网页:
Elasticsearch 使用IK分词,如何配置同义词?

Elasticsearch | 作者 dicom | 发布于2014年11月24日 | 阅读数:13931

在ES中采用了IK分词,想在索引时使用同义词,该如何配置?IK分词的tokenizer是什么?use_smart配置在此种情况还有效吗?
已邀请:

laigood

赞同来自:

IK没有实现同义词功能吧,这个你可以自己实现,use_smart是个参数,可以自己设置的,详情参考:https://github.com/medcl/elasticsearch-analysis-ik

dicom

赞同来自:

设置tokenizer: ik,再使用synonym token filter可以实现同义词功能,但use_smart参数设置不起作用,不知为什么?

defineconst

赞同来自:

medcl - 今晚打老虎。

赞同来自:

defineconst

赞同来自:

英文的可以分词。但是中文不行。如下:
GET /my_index2/_analyze?analyzer=ik_max_word_syno&text=cosmos
{
"tokens": [
{
"token": "universe",
"start_offset": 0,
"end_offset": 6,
"type": "SYNONYM",
"position": 1
},
{
"token": "cosmos",
"start_offset": 0,
"end_offset": 6,
"type": "SYNONYM",
"position": 1
}
]
}

GET /my_index2/_analyze?analyzer=ik_max_word_syno&text=foosball
{
"tokens": [
{
"token": "foozball",
"start_offset": 0,
"end_offset": 8,
"type": "SYNONYM",
"position": 1
},
{
"token": "foosball",
"start_offset": 0,
"end_offset": 8,
"type": "SYNONYM",
"position": 1
}
]
}

GET /index/_analyze?analyzer=ik
{
"text": "西红柿"
}
{
"tokens": [
{
"token": "text",
"start_offset": 5,
"end_offset": 9,
"type": "ENGLISH",
"position": 1
},
{
"token": "西红柿",
"start_offset": 13,
"end_offset": 16,
"type": "CN_WORD",
"position": 2
}
]
}

GET /my_index2/_analyze?analyzer=ik_max_word_syno&text=西红柿
{
"tokens": []
}

defineconst

赞同来自:

具体参考medcl,http://www.ifunit.com/29/elasticsearch配置同义词
第一步,放置同义词词典
elasticsearch-1.6.0-self\config\analysis\synonym.txt
内容:
#Examples:
ipod, i-pod, i pod
foozball , foosball
universe , cosmos
西红柿, 番茄
马铃薯, 土豆
aa,bb
第二步,配置elasticsearch.yml文件,拷贝了medcl的rtf的1.0.0版本(1.6.0基本插件和管理插件我已配置好,可以联系获取)
内容(截选):
ik_syno:
type: custom
tokenizer: ik
filter: my_synonym
ik_max_word_syno:
type: custom
tokenizer: ik
filter: my_synonym
use_smart: false
#index.analysis.analyzer.default.type: mmseg
index.analysis.analyzer.default.type: ik

defineconst

赞同来自:

第三步,测试分词
GET /index/_analyze?analyzer=ik
{
"text": "西红柿"

记录数据:

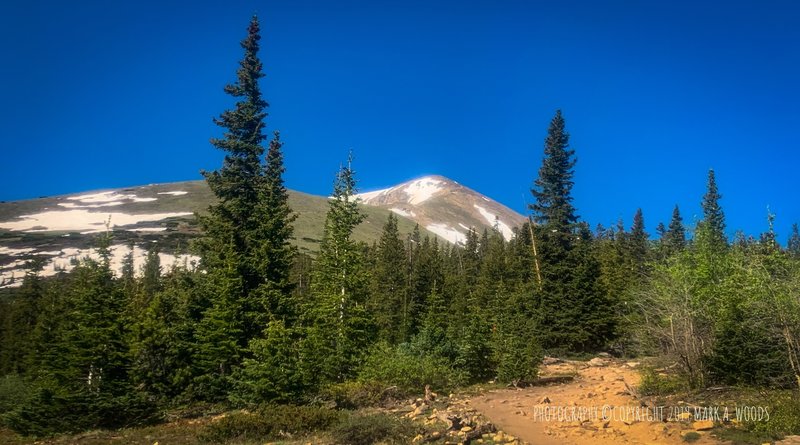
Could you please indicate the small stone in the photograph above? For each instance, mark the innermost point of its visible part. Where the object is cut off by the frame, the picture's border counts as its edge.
(597, 362)
(703, 425)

任务要求:
请从这个 IK 同义词帖子里的“在ES中采用了IK分词,想在”开始,到“ik,再使用synonym token filter可以实现同义词功能,但use_smart参数设置不起作用,不知为什么?”为止,把这段文字一字不差地抄写下来。

参考答案:
在ES中采用了IK分词,想在索引时使用同义词,该如何配置?IK分词的tokenizer是什么?use_smart配置在此种情况还有效吗?
已邀请:

laigood

赞同来自:

IK没有实现同义词功能吧,这个你可以自己实现,use_smart是个参数,可以自己设置的,详情参考:https://github.com/medcl/elasticsearch-analysis-ik

dicom

赞同来自:

设置tokenizer: ik,再使用synonym token filter可以实现同义词功能,但use_smart参数设置不起作用,不知为什么?